Study text.

In the end, Austria agreed with the text which "took note" of the commitment of member states to consider at a national level sending arms to the Syrian opposition.
French Foreign Minister Laurent Fabius left the talks earlier Monday to return to Paris to meet with U.S. Secretary of State John Kerry and Russian Foreign Minister Sergey Lavrov over the issue.
The EU talks had been billed as a pivotal opportunity for the bloc to overcome differences about whether to ease sanctions against Syria to allow arms shipments to the rebels. France added urgency to the debate, with Fabius pointing to increasing signs that chemical weapons were being used in the conflict.
The EU nations have been steadfast opponents of Assad in the war and have steadily increased restrictive measures against his regime, including visa restrictions and economic sanctions. In February, the bloc amended the arms embargo to allow for non-lethal equipment and medicine to protect Syrian civilians. If not renewed, all those measures expire at the end of May.

Assignment 1.
In the passage on the EU Syria talks, whom did Laurent Fabius return to Paris to meet?
Assignment 2.
Name every person mentioned by name in the passage on the EU Syria talks.
Assignment 3.
Carry on the passage on the EU Syria talks from its final sentence.
The items play no part in this work.

Data provided.
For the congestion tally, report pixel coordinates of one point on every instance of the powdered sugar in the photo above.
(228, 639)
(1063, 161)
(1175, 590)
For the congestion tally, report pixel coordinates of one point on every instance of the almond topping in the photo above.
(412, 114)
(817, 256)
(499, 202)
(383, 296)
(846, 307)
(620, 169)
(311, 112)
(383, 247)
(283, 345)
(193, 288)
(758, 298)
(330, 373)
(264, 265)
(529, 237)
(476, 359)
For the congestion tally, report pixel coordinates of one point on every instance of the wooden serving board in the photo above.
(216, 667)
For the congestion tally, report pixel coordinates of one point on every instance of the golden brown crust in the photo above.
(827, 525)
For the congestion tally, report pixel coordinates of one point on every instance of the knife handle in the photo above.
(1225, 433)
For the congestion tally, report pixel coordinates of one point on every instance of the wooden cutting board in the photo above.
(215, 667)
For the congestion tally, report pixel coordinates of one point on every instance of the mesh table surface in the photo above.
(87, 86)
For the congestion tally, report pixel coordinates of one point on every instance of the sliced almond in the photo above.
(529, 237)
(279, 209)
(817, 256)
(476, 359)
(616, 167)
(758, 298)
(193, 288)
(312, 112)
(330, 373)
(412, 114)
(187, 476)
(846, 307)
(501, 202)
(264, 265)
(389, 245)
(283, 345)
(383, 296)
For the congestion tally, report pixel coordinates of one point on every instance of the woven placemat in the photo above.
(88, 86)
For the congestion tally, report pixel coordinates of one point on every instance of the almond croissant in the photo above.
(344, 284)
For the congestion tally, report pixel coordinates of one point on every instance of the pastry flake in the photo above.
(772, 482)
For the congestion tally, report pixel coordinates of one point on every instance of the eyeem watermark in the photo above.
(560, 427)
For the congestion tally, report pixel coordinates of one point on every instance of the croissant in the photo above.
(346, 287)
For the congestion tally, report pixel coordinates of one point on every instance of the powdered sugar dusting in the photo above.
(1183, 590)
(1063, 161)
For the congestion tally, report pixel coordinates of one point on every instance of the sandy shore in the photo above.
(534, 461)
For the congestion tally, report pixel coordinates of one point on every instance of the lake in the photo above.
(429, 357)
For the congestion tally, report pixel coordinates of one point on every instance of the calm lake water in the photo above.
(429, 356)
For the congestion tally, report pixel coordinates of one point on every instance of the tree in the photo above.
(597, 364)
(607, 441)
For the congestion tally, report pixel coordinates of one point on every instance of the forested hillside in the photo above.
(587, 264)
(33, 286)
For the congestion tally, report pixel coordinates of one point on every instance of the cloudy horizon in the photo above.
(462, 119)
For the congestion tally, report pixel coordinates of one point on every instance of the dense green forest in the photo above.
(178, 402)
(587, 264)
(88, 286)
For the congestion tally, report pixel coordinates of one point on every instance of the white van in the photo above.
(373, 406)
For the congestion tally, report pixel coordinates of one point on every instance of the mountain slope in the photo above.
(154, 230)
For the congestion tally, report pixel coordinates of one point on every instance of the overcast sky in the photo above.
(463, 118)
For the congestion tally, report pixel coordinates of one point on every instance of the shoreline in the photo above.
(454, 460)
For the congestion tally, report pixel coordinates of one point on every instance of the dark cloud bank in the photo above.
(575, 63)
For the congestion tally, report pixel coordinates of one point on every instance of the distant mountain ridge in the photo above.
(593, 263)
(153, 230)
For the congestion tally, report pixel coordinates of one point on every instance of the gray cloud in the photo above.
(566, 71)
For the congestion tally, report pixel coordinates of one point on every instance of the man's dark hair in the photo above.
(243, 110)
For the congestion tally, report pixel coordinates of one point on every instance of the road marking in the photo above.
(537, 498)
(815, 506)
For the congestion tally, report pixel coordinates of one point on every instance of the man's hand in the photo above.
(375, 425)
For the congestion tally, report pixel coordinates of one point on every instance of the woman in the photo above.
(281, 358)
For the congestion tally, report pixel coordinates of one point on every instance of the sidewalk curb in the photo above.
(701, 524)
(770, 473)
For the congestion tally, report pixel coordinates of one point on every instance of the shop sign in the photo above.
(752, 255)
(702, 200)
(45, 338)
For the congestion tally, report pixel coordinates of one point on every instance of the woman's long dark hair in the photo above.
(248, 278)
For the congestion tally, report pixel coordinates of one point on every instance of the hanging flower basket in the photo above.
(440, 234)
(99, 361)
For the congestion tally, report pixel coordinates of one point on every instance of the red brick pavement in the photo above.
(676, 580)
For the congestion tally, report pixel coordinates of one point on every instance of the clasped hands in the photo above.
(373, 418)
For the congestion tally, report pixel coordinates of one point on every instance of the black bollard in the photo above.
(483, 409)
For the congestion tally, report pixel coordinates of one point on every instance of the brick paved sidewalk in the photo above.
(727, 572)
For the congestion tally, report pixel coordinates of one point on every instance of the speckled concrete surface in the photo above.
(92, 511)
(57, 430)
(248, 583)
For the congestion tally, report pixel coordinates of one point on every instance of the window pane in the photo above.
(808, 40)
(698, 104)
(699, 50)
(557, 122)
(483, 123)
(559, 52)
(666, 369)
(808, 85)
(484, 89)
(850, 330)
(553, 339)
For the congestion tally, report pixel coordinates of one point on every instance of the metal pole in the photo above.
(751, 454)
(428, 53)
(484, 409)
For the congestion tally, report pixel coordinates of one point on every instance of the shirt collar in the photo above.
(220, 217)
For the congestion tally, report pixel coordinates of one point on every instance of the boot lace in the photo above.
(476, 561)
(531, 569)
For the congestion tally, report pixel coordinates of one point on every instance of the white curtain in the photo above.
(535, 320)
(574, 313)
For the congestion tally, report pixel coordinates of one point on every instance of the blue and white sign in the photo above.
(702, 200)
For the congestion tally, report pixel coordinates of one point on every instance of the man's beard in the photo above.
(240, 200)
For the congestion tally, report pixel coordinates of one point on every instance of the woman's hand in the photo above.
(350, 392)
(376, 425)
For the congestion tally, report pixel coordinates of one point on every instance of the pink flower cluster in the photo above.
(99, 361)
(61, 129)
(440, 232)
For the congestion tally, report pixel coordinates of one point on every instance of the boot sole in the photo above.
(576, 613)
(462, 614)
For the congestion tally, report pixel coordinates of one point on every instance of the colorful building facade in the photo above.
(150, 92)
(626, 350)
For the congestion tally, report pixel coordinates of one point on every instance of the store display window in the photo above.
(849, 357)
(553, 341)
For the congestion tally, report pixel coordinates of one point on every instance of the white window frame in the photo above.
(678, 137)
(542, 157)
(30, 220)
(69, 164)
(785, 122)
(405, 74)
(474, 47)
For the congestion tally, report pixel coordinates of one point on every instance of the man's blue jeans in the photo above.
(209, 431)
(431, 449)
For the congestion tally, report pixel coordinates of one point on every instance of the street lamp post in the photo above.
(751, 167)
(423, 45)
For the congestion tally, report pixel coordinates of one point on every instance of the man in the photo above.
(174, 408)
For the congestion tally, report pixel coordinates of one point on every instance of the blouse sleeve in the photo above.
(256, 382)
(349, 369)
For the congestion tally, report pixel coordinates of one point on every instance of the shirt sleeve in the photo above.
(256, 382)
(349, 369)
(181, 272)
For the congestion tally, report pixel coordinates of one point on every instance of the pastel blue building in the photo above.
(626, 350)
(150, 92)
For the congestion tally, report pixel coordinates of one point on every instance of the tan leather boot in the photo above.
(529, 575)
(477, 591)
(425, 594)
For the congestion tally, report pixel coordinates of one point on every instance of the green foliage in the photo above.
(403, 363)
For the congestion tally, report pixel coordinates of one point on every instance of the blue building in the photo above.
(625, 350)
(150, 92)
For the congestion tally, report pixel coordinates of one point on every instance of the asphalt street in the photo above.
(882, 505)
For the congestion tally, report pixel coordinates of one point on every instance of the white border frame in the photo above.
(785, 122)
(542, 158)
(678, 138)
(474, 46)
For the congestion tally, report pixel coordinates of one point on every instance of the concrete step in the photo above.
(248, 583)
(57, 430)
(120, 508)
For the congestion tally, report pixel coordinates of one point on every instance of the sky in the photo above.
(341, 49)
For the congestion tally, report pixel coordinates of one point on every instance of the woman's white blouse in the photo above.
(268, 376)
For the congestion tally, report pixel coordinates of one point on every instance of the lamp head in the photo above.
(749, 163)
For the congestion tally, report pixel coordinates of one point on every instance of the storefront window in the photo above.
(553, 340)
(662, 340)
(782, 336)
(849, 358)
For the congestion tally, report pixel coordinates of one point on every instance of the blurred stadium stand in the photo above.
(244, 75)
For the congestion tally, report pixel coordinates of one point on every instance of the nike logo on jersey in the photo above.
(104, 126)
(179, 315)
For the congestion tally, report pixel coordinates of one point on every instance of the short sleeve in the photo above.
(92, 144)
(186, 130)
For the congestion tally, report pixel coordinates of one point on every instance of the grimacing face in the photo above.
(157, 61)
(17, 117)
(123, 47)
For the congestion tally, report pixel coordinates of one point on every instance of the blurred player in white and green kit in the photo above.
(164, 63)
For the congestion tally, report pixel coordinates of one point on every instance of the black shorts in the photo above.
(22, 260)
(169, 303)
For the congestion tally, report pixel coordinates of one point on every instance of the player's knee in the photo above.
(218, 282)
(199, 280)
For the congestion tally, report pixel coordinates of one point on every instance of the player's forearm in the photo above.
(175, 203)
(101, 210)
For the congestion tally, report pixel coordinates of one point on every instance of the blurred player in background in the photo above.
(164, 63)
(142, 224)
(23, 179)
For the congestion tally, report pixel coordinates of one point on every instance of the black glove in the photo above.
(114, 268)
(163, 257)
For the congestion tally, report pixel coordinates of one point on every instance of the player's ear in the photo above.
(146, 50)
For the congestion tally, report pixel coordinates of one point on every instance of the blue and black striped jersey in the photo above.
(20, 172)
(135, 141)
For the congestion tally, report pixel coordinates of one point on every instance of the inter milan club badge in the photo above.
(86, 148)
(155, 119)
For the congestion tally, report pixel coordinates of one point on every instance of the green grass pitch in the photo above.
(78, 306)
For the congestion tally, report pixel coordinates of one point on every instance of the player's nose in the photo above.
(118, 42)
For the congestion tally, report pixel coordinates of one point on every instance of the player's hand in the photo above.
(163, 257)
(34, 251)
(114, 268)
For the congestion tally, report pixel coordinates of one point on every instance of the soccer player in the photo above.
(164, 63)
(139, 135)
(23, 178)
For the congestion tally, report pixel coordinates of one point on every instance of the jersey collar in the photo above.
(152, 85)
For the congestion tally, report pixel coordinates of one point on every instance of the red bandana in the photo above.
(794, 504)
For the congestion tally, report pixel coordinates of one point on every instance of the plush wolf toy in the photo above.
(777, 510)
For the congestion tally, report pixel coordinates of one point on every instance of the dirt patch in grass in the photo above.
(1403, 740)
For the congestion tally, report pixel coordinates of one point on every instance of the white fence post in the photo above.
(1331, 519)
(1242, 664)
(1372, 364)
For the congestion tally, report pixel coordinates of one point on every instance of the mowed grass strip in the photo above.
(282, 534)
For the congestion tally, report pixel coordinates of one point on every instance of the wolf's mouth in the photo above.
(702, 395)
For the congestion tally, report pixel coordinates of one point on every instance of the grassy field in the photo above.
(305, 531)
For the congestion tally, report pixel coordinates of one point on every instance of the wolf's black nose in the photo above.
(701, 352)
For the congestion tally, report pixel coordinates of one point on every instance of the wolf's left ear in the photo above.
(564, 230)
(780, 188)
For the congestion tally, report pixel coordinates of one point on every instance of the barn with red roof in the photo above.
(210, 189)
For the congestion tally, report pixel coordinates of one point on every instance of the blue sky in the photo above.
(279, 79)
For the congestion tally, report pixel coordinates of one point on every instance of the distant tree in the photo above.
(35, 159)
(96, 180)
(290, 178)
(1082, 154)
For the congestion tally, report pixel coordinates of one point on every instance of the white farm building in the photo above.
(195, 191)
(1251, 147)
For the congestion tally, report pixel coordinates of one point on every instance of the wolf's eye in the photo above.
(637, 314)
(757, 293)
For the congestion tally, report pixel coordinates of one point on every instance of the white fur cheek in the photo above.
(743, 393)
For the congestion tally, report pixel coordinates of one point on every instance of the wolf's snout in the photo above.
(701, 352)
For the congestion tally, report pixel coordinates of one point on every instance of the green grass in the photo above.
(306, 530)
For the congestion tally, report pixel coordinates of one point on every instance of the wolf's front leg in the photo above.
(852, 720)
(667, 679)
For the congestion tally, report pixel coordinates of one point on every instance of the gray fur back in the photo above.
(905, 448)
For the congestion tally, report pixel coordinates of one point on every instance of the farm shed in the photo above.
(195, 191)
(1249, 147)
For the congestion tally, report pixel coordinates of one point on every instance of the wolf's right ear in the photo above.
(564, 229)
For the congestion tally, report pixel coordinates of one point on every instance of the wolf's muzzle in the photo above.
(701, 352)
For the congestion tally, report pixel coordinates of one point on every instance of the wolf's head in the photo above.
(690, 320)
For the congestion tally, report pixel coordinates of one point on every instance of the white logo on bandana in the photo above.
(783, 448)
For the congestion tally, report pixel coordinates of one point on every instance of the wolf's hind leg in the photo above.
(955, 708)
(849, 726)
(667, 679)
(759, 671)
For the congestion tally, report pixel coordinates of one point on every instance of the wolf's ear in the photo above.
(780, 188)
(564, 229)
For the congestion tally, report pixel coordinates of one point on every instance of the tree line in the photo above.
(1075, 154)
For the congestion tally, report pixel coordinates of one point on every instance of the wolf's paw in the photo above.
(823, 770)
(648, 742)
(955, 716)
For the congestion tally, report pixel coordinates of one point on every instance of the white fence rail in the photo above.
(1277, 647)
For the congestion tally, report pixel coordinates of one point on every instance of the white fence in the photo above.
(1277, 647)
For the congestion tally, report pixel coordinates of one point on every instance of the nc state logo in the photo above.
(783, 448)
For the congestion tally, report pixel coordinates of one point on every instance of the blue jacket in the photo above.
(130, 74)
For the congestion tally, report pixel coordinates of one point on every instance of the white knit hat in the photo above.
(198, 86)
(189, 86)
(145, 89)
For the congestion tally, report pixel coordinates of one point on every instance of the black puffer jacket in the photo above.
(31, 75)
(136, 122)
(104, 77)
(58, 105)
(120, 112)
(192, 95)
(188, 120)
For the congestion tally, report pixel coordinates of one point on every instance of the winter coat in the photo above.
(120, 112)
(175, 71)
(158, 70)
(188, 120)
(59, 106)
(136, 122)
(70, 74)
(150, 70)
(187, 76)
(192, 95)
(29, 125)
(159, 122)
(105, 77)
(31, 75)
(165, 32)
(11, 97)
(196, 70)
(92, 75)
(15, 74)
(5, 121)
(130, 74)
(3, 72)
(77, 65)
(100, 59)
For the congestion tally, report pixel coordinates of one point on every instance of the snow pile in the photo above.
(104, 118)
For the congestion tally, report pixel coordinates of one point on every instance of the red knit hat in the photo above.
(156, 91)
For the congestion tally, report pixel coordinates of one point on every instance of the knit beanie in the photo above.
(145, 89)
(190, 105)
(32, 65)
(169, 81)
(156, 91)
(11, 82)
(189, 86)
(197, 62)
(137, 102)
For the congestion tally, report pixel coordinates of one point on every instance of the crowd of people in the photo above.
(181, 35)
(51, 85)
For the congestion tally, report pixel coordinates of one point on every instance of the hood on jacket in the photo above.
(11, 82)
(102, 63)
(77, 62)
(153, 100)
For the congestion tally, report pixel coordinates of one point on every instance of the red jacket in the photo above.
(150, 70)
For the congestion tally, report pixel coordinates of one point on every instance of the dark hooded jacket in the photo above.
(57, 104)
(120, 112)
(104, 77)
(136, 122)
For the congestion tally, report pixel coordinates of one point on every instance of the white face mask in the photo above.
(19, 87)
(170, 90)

Answer section 1.
U.S. Secretary of State John Kerry and Russian Foreign Minister Sergey Lavrov.

Answer section 2.
Laurent Fabius, John Kerry, Sergey Lavrov, Assad

Answer section 3.
Assad's government has agreed in principle to participate in peace talks in Geneva next month. The United States and Russia hope to bring together the Syrian government and opposition for direct talks, but the exact date, agenda and participants still remains unclear.
Hague said that Monday's outcome to allow for arms shipments to the rebels "will support political progress on Syria and our attempts to bring together a Geneva conference."
Washington has also been reluctant to provide rebels with more sophisticated weapons for fear they might end up in the hands of the radical Islamic factions, including the al-Qaida-affiliated Jabhat al-Nusra, a group that has been the most effective fighting force on the opposition side.
Several EU ministers said arming the opposition would create a more level playing field that could force Assad into a negotiated settlement.